Exercise data:

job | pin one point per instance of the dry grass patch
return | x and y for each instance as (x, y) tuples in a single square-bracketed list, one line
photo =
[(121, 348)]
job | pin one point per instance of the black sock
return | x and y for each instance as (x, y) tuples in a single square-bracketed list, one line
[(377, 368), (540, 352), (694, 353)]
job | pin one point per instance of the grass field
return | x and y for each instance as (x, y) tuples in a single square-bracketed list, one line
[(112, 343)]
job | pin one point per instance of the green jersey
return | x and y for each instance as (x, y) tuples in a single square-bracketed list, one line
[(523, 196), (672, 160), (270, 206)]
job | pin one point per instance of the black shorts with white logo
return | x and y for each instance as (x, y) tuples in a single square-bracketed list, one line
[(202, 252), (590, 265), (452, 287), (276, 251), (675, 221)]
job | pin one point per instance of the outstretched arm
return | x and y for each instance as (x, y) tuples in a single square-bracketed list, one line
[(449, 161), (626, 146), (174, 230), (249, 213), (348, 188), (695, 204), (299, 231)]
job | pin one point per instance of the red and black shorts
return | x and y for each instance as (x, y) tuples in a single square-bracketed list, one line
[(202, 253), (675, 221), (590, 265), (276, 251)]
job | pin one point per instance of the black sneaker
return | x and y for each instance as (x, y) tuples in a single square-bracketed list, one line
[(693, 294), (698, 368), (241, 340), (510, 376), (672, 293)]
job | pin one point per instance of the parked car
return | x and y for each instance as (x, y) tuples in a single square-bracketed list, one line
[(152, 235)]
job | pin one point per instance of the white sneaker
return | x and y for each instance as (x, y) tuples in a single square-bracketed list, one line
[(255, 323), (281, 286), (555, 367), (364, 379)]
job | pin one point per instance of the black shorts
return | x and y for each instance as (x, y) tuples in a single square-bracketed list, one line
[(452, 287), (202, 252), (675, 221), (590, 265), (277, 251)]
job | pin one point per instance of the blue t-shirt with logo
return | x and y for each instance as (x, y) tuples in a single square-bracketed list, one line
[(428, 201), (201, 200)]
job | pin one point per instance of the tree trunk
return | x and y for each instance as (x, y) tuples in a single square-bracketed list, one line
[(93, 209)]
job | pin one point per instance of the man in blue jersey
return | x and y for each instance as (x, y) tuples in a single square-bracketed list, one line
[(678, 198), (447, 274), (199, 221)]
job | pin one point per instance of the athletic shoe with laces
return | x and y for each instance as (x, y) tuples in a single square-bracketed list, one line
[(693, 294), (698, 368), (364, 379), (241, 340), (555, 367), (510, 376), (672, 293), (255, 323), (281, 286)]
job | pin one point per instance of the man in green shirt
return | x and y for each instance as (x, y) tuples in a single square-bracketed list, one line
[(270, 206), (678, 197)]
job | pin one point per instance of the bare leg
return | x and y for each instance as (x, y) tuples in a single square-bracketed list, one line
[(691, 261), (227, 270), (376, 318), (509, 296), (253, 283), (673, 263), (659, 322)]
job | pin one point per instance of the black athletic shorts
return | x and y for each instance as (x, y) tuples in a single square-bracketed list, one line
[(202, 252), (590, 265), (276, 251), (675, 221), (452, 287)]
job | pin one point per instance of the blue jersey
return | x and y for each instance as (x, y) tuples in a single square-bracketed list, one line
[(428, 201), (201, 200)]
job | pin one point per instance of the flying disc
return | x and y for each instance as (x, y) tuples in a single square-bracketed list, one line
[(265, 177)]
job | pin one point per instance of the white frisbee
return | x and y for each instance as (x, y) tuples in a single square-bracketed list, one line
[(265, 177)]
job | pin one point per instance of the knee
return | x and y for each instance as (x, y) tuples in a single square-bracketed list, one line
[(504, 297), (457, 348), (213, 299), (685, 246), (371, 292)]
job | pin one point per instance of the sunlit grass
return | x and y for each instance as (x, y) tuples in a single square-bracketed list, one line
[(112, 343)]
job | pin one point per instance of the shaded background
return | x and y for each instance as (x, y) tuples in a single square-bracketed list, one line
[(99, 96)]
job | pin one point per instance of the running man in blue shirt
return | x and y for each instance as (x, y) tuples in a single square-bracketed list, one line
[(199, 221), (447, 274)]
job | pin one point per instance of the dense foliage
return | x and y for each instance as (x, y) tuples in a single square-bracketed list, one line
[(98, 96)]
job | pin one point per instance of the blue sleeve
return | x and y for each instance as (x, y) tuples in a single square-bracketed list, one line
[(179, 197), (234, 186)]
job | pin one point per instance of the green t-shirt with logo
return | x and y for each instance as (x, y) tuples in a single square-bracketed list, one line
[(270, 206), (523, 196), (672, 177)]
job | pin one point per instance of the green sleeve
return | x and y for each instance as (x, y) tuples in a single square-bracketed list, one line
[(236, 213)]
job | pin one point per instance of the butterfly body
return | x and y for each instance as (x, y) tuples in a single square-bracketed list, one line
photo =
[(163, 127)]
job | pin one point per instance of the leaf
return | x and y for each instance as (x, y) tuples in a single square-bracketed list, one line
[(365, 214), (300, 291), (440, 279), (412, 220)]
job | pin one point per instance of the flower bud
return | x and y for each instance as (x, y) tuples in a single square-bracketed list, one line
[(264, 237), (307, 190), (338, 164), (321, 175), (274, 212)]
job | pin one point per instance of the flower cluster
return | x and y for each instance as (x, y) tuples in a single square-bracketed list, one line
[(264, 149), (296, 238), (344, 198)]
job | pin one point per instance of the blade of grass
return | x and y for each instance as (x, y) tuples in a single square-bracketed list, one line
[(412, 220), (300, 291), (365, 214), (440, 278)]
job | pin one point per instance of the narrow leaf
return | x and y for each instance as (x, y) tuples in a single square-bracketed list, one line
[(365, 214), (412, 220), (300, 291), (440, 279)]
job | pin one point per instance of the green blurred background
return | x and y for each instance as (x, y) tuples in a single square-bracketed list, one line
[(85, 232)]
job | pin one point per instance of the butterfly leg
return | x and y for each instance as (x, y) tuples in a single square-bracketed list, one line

Exercise prompt:
Copy every line above verbatim, character for character.

Written solution:
job | pin one point per instance of the dry grass patch
return | x and y for each instance as (x, y) tuples in a single square-bracketed list, one line
photo =
[(121, 348)]
job | pin one point per instance of the black sock
return | x and y for each instance as (x, y) tuples in a single square-bracketed list, one line
[(377, 368), (540, 352), (694, 353)]
job | pin one point per instance of the grass field
return | x and y for each instance as (x, y) tuples in a single square-bracketed list, one line
[(112, 343)]
job | pin one point per instance of the green jersey
return | x and y for each instance as (x, y) tuples in a single square-bracketed list, one line
[(523, 196), (672, 160), (270, 206)]
job | pin one point per instance of the black shorts with white logo
return | x and y for each instance as (x, y) tuples in a single square-bracketed list, one line
[(202, 252), (590, 265), (452, 287), (276, 251), (675, 221)]
job | pin one point per instance of the outstretched arm
return | x and y for each instance as (x, y) tuples in a single square-bracketed list, one line
[(449, 161), (626, 146), (174, 230), (249, 213), (348, 188), (695, 204), (299, 231)]
job | pin one point per instance of the red and black shorts
return | x and y for each instance as (x, y) tuples in a single square-bracketed list, one line
[(202, 253), (675, 221), (590, 265), (276, 251)]
job | pin one point per instance of the black sneaker
return | x and y for each instance as (x, y) tuples in a single square-bracketed list, one line
[(693, 294), (698, 368), (241, 340), (510, 376), (672, 293)]
job | pin one point per instance of the parked car
return | x and y for each instance as (x, y) tuples in a single square-bracketed list, one line
[(152, 235)]
job | pin one point per instance of the white sneaker
return | x and y for each instance as (x, y) tuples in a single square-bracketed list, one line
[(255, 323), (281, 286), (555, 367), (364, 379)]
job | pin one point per instance of the black shorts
return | x and y for each instance as (x, y) tuples in a single square-bracketed list, one line
[(452, 287), (202, 252), (675, 221), (590, 265), (277, 251)]
job | pin one point per instance of the blue t-shirt with logo
return | x and y for each instance as (x, y) tuples in a single square-bracketed list, one line
[(428, 201), (201, 200)]
job | pin one point per instance of the tree trunk
return | x and y for each instance as (x, y) tuples in a single square-bracketed list, one line
[(93, 209)]
job | pin one point per instance of the man in blue jersey
return | x and y for each instance as (x, y) tuples in a single square-bracketed list, one line
[(678, 198), (447, 274), (199, 221)]
job | pin one point per instance of the athletic shoe with laces
return | x and y for each instance as (x, y) tuples in a single square-bracketed list, one line
[(693, 294), (698, 368), (364, 379), (241, 340), (555, 367), (510, 376), (672, 293), (255, 323), (281, 286)]
job | pin one point per instance of the man in green shirt
return | x and y for each instance as (x, y) tuples in a single square-bracketed list, one line
[(270, 206), (678, 197)]
job | pin one point per instance of the bare leg
return | x and y for each instance as (x, y) tuples in a single square-bracketed list, one line
[(691, 261), (227, 270), (376, 318), (509, 296), (253, 283), (673, 263), (659, 322)]
job | pin one point per instance of the black athletic shorts
return | x and y for each instance as (x, y) tuples in a single square-bracketed list, one line
[(202, 252), (590, 265), (276, 251), (675, 221), (452, 287)]
job | pin one point per instance of the blue jersey
return | x and y for each instance as (x, y) tuples in a single square-bracketed list, one line
[(428, 201), (201, 200)]
job | pin one point per instance of the flying disc
return | x and y for each instance as (x, y) tuples in a single square-bracketed list, one line
[(265, 177)]
job | pin one point per instance of the white frisbee
return | x and y for each instance as (x, y) tuples in a single square-bracketed list, one line
[(265, 177)]
job | pin one point per instance of the knee
return | x and y for each instance as (x, y) tuples in a single square-bracketed list, one line
[(504, 297), (457, 348), (213, 299), (685, 246), (371, 292)]
job | pin one point per instance of the sunlit grass
return | x and y for each instance as (x, y) tuples in a single square-bracketed list, one line
[(112, 343)]
job | pin one point per instance of the shaded background
return | x and y for each instance as (x, y) tuples in a single square-bracketed list, one line
[(99, 96)]
job | pin one point per instance of the running man in blue shirt
return | x and y for each instance as (x, y) tuples in a single square-bracketed list, one line
[(199, 221), (447, 274)]
job | pin one point per instance of the dense foliage
return | x and y for each instance as (x, y) tuples in a single square-bracketed list, one line
[(98, 96)]
job | pin one point per instance of the blue sleeve
return | x and y for each instance as (x, y) tuples in a single square-bracketed list, one line
[(179, 197), (234, 186)]
job | pin one point per instance of the green t-shirt with logo
return | x and y for each instance as (x, y) tuples in a single square-bracketed list, one line
[(270, 206), (523, 196), (672, 177)]
job | pin one point per instance of the green sleeve
return | x and y for each instance as (x, y) tuples in a single square-bracketed list, one line
[(236, 213)]
job | pin one point per instance of the butterfly body
return | x and y for each instance as (x, y) tuples in a single square-bracketed list, one line
photo =
[(163, 127)]
job | pin one point per instance of the leaf
return | x and y for each instance as (x, y) tuples in a single square-bracketed list, one line
[(365, 214), (300, 291), (440, 279), (412, 220)]
job | pin one point per instance of the flower bud
return | x and y for each instance as (x, y) tuples in a single square-bracketed list, one line
[(264, 237), (307, 190), (338, 164), (321, 175), (274, 212)]
job | pin one point per instance of the flower cluster
return | x and y for each instance as (x, y) tuples in a single square-bracketed list, one line
[(264, 149), (296, 238), (344, 198)]
job | pin one point per instance of the blade of grass
return | x and y for each instance as (x, y) tuples in a single square-bracketed list, one line
[(412, 220), (300, 291), (365, 214), (440, 278)]
job | pin one point per instance of the narrow leaf
return | x and y for each instance as (x, y) tuples in a single square-bracketed list, one line
[(365, 214), (412, 220), (300, 291), (440, 279)]
job | pin one point per instance of the green blurred background
return | x and y for each instance as (x, y) tuples in a single square-bracketed list, one line
[(85, 232)]
job | pin one point per instance of the butterfly leg
return | x and y for each instance as (x, y) tuples in a single square-bracketed list, one line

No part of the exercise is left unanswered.